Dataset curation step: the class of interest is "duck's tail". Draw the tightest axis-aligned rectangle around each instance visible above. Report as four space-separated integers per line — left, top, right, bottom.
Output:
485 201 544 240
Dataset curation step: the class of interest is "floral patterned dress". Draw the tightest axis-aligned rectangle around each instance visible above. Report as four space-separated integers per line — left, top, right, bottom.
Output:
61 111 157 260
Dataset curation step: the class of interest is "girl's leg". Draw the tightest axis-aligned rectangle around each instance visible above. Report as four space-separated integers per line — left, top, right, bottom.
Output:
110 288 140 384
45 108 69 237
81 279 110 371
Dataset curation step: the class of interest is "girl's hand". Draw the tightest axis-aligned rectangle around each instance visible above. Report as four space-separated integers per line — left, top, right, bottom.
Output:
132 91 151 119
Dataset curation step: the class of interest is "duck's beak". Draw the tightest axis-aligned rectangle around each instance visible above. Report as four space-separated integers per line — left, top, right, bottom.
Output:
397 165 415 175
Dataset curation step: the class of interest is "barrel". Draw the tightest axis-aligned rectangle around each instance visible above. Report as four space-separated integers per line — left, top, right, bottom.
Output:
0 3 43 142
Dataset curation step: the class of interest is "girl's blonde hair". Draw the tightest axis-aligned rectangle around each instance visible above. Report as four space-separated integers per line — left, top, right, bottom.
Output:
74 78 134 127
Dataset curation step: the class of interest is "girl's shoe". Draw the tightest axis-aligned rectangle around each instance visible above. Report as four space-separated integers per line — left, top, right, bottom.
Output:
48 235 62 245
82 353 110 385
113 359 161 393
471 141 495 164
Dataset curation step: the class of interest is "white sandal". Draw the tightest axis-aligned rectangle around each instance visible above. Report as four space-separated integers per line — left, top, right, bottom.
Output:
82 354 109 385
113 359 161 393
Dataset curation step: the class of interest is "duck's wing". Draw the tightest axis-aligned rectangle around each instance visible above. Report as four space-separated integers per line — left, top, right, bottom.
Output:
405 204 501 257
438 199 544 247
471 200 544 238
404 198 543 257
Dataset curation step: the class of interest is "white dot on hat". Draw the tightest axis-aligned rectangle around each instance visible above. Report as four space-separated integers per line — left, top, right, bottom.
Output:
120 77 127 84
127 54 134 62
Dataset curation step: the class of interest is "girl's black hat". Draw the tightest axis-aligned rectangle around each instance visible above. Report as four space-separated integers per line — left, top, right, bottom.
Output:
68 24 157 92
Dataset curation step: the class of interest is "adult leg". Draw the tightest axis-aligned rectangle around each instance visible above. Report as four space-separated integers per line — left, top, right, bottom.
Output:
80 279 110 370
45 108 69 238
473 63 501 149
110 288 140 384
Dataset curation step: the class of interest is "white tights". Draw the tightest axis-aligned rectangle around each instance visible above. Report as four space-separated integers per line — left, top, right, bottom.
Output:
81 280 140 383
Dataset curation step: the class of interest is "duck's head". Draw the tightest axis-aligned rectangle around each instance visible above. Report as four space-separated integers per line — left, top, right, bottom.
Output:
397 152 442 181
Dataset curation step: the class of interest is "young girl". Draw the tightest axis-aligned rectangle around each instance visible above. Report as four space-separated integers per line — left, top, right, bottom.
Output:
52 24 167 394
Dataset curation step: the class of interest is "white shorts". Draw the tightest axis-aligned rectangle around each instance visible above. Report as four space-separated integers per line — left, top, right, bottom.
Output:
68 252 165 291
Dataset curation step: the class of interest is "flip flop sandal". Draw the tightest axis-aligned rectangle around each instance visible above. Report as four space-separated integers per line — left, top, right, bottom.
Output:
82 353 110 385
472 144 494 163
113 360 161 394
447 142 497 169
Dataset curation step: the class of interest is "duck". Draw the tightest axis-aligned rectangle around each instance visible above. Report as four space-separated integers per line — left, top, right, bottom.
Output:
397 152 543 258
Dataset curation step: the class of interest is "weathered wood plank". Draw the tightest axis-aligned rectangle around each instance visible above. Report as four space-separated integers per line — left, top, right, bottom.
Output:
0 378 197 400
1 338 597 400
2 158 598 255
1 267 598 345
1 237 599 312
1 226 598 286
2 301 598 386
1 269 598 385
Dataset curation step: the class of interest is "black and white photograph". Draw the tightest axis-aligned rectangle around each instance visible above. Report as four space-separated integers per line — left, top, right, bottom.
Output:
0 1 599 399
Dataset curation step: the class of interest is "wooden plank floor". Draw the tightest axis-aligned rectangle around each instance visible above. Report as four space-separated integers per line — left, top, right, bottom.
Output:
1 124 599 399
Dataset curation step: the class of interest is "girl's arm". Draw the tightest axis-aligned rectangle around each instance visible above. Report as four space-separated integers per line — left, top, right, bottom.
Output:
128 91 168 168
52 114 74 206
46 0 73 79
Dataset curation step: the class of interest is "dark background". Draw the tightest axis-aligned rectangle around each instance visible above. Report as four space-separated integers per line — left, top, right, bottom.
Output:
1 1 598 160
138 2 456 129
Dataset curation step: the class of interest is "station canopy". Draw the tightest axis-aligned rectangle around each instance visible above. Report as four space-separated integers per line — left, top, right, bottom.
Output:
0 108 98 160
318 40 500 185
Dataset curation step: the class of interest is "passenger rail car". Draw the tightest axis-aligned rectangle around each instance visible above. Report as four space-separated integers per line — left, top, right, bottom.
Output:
━━━━━━━━━━━━━━━━━━━━
* [Your task]: Print the whole listing exactly as it is.

* [Task answer]:
Dataset curation step: the class of interest is "duck's tail". Draw the tightest axis-aligned rectangle around each instance visible above. Report as four space-separated integers per line — left, top, right, bottom.
Output:
485 201 544 240
Dataset curation step: the class of interest is "floral patterned dress". Draw the tightest axis-aligned rectangle around each instance visible above. Report as four space-separated integers per line — left, top, right, bottom.
Output:
61 111 157 260
Dataset curation step: the class of interest is "girl's leg". Draw the tightest axis-aligned rectangle around each instance visible above. Report as four space-separated integers per line — left, top, right, bottom.
Output:
110 288 140 384
45 108 69 237
81 279 110 371
Dataset curation step: the class of interest is "girl's hand". Draw the tightest axis-aligned rectangle around each instance visible above. Report as four space-separated integers per line — left, top, right, bottom.
Output:
132 91 151 119
Dataset curation step: the class of interest is "duck's beak". Draw the tightest axis-aligned rectangle around each instance visible above. Report as four space-separated integers per line — left, top, right, bottom.
Output:
397 165 415 175
Dataset curation step: the class of interest is "barrel". Draw the tightest axis-aligned rectangle around each instance visible above. Report as four space-separated integers per line — left, top, right, bottom.
Output:
0 3 43 142
Dataset curation step: the class of interest is "girl's blonde hair". Draw the tightest axis-aligned rectangle around each instance visible above. Report as four space-separated integers per line — left, top, right, bottom.
Output:
74 78 134 127
Dataset curation step: the class of interest is "girl's shoe". Draw the tightest axis-aligned rectangle around each instance visible above. Report as four space-separated integers per line — left, top, right, bottom.
Output:
48 235 62 245
82 353 110 385
113 359 161 393
471 141 495 164
Dataset curation step: the class of interest is "white sandal". Draw the tightest axis-aligned rectangle around each instance visible above. Report as four space-separated integers per line — left, top, right, bottom.
Output:
82 354 109 385
113 359 161 393
Dataset curation step: the class of interest is "duck's wing". Draw the tightest axis-aligned rectangle around each instance visible above. Report as four space-separated integers per line — left, top, right, bottom.
Output:
405 204 501 257
438 199 544 247
471 200 544 238
404 198 543 257
Dataset curation step: the class of interest is "white dot on hat". Draw the tightest axis-aligned rectangle around each instance visible above. Report as four space-separated integers per line — left, top, right, bottom.
Output:
120 77 127 84
127 54 134 62
Dataset curation step: the class of interest is "girl's black hat". Draw the tightest axis-aligned rectangle around each instance visible above. Report as four space-separated integers per line — left, top, right, bottom.
Output:
68 24 157 92
Dataset curation step: the class of interest is "adult leg". Draw the tightest axis-aligned rectangle around each instance visible above. Report as four space-separated integers per line — left, top, right, bottom.
Output:
80 279 110 370
45 108 69 238
473 63 501 149
110 288 140 384
Dataset curation step: the class of interest is "white tights". Draw the tightest axis-aligned rectangle around each instance visible above. Report as four space-separated integers per line — left, top, right, bottom.
Output:
81 280 140 383
Dataset curation step: the class of interest is "duck's head". Draw the tightest axis-aligned rectangle around each instance visible above. Report as four space-separated integers per line — left, top, right, bottom.
Output:
397 152 442 181
Dataset curation step: the class of interest is "young girl". Draw the tightest axis-aligned rectangle around each instance visible above. Report as four space-separated integers per line — left, top, right, bottom.
Output:
52 24 167 394
Dataset curation step: the class of interest is "white shorts". Draw the tightest axis-aligned rectangle around each instance visible above. Report as four space-separated integers per line — left, top, right, bottom.
Output:
68 252 165 291
Dataset curation step: the class of interest is "flip flop sandal". Draw the tightest axis-aligned rectangle around each instance visible above. Report as four space-separated integers per line — left, top, right, bottom.
Output:
82 353 110 385
472 144 494 163
113 360 161 394
447 142 497 169
Dataset curation step: the class of interest is "duck". Draw the tightest axis-aligned rectangle around each instance visible above. Report as four space-separated integers per line — left, top, right, bottom.
Output:
397 152 543 258
Dataset curation step: the class of interest is "weathered wood plank". Draw the tightest axis-aligned rectangle around each instance visible above. Report as four space-separated integers per line — left, top, right, bottom.
Output:
0 378 197 400
1 338 597 400
2 158 598 255
1 267 598 345
1 237 599 312
1 226 598 286
2 301 598 386
1 269 598 385
Dataset curation step: the class of interest is "black and white photograph". Draw the tightest axis-aligned rectangle around each instance visible above. Report as four space-separated integers per line — left, top, right, bottom.
Output:
0 1 599 399
Dataset curation step: the class of interest is "wooden plank floor". Draw the tightest axis-aligned rectangle around each instance visible above. Report as four space-separated integers per line — left, top, right, bottom.
Output:
1 124 599 399
Dataset curation step: the class of interest is "girl's arm". Draw the tightest axis-aligned rectangle around each instance visible above. Report as four space-separated integers per line — left, top, right, bottom.
Output:
128 91 168 168
52 114 74 206
46 0 73 79
Dataset curation step: the class of interest is "dark background". Draw the tightest axis-aligned rectangle around each instance visible above. Report as four space-separated integers per line — left, top, right, bottom.
Output:
1 1 598 160
138 2 456 129
Dataset curation step: the class of interest is "station canopy". Draw the tightest axis-aligned rectangle around each instance visible above. Report as four space-separated integers per line — left, top, right, bottom.
Output:
0 108 98 160
318 40 500 185
Dataset curation step: the class of interest is "passenger rail car". Draw the tightest axis-aligned rectangle around each instance visible above. Report as four space-separated integers per line — left, top, right, bottom.
Output:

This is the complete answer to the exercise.